▶ [STATED EXERCISE]:
Reproduce the listing below line for line, with no changes.

Excerpts from a point labeling dataset:

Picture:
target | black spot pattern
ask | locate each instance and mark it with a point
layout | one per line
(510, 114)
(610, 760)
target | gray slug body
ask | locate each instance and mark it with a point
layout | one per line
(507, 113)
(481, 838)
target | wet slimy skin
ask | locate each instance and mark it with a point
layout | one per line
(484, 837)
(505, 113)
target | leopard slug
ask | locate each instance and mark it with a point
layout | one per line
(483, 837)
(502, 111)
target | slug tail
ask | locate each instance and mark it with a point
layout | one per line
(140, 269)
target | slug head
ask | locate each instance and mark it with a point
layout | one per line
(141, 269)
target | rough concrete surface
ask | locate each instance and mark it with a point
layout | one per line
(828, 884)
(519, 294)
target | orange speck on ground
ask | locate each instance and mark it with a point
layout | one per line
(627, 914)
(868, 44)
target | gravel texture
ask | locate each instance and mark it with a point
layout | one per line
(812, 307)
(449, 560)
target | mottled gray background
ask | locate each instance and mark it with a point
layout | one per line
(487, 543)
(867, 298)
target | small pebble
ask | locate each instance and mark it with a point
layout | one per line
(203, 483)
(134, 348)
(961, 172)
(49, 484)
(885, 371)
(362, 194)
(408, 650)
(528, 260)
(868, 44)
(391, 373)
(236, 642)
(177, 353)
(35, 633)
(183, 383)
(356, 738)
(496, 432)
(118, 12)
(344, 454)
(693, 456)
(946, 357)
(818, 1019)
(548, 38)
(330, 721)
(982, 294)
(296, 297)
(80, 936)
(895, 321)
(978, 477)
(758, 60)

▶ [TASK RESPONSE]:
Picture:
target | black spot pattern
ask | locate each instance and mark it with a point
layout | one per line
(510, 114)
(610, 760)
target | gray slug body
ask | locate each instance and mark it with a point
layout | one per line
(507, 113)
(481, 838)
target | wet slimy skin
ask | locate each instance and mark it with a point
layout | one per line
(484, 837)
(505, 113)
target | leopard slug
ask | locate each instance and mark it with a point
layout | one per line
(483, 837)
(502, 111)
target | slug tail
ask | locate each instance and mark it with a point
layout | one per line
(140, 269)
target | slug head
ask | locate each instance and mark it with a point
layout | one per line
(141, 269)
target | rough concrete surface
ask | locate each instance and mark it with a point
layout | one per line
(828, 884)
(519, 294)
target | orange speck on ground
ask | locate each instance and mark it with a point
layout | one per line
(627, 914)
(868, 44)
target | gravel texture
ask | locate each instance and mark it with a point
layout | one per line
(812, 307)
(449, 560)
target | mottled gray background
ask | locate each instance and mark it with a point
layout | one per line
(487, 543)
(867, 298)
target | small pebble
ask | locate each instance and mark it with a point
layout | one per line
(203, 483)
(134, 348)
(961, 172)
(49, 484)
(885, 371)
(362, 194)
(408, 650)
(528, 260)
(868, 44)
(391, 373)
(236, 642)
(177, 353)
(35, 633)
(183, 383)
(356, 738)
(496, 432)
(118, 12)
(344, 454)
(693, 456)
(946, 357)
(818, 1019)
(548, 38)
(330, 721)
(982, 294)
(296, 297)
(80, 936)
(895, 321)
(978, 477)
(758, 60)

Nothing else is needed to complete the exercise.